━━━━━ PROVIDED MATERIAL
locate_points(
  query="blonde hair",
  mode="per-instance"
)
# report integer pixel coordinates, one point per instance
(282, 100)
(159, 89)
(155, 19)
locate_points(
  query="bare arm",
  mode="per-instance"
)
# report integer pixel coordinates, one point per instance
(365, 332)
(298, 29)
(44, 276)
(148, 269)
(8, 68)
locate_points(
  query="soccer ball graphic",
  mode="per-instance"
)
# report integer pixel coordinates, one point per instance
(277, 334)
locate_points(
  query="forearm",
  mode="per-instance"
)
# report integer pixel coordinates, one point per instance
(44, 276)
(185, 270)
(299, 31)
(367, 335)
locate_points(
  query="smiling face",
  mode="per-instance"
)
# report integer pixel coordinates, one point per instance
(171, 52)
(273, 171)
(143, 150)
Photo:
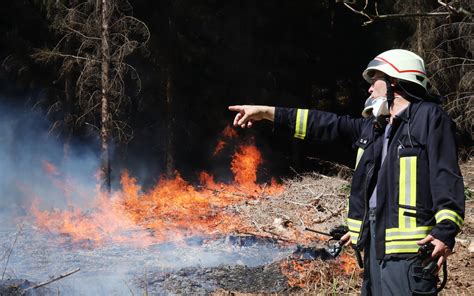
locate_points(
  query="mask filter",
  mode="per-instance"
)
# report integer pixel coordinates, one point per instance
(376, 107)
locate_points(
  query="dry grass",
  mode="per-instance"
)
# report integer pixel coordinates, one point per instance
(310, 200)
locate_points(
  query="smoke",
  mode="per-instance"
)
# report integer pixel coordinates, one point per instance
(38, 165)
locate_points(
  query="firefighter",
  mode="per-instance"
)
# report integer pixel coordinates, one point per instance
(407, 190)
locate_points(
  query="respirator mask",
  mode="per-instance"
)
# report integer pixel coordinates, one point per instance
(376, 107)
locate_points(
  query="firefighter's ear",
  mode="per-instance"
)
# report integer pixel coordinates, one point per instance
(393, 81)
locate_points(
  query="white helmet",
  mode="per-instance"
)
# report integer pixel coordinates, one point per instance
(401, 64)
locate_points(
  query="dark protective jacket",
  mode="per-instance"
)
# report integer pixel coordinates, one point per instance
(419, 185)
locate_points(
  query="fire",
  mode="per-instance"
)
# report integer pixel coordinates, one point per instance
(220, 146)
(244, 165)
(171, 210)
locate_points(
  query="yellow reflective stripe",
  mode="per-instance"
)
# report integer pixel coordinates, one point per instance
(301, 122)
(449, 215)
(412, 201)
(354, 224)
(360, 151)
(392, 234)
(407, 191)
(401, 247)
(354, 229)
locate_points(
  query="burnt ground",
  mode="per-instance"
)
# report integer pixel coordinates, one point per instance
(317, 202)
(22, 287)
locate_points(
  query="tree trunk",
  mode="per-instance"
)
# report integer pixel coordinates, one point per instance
(105, 114)
(169, 156)
(419, 40)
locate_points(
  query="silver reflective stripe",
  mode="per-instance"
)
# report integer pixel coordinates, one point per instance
(360, 151)
(411, 234)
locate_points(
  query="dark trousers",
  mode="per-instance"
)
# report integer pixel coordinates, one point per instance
(395, 276)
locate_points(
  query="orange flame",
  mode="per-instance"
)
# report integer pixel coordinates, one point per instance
(244, 165)
(220, 145)
(170, 210)
(50, 168)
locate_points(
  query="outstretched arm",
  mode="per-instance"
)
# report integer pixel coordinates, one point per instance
(247, 114)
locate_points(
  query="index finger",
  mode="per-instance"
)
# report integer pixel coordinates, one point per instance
(237, 108)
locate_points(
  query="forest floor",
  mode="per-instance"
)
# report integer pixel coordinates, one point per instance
(319, 202)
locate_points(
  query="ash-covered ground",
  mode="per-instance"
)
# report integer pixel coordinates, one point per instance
(123, 269)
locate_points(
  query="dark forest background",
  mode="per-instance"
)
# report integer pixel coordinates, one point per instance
(205, 55)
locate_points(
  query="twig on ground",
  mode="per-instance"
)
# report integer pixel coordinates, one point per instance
(11, 250)
(52, 280)
(131, 292)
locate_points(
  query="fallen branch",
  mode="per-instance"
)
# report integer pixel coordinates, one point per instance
(11, 250)
(52, 280)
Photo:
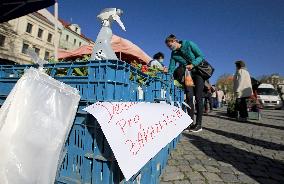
━━━━━━━━━━
**WHAT TO PRODUCE:** Identify and copy every line of the data above that contains the string "dark". Treat uppercase and lowercase letters as different.

**FINISHED ANSWER:**
  query="dark protective jacket",
  query="dark trousers",
  query="dark forest background",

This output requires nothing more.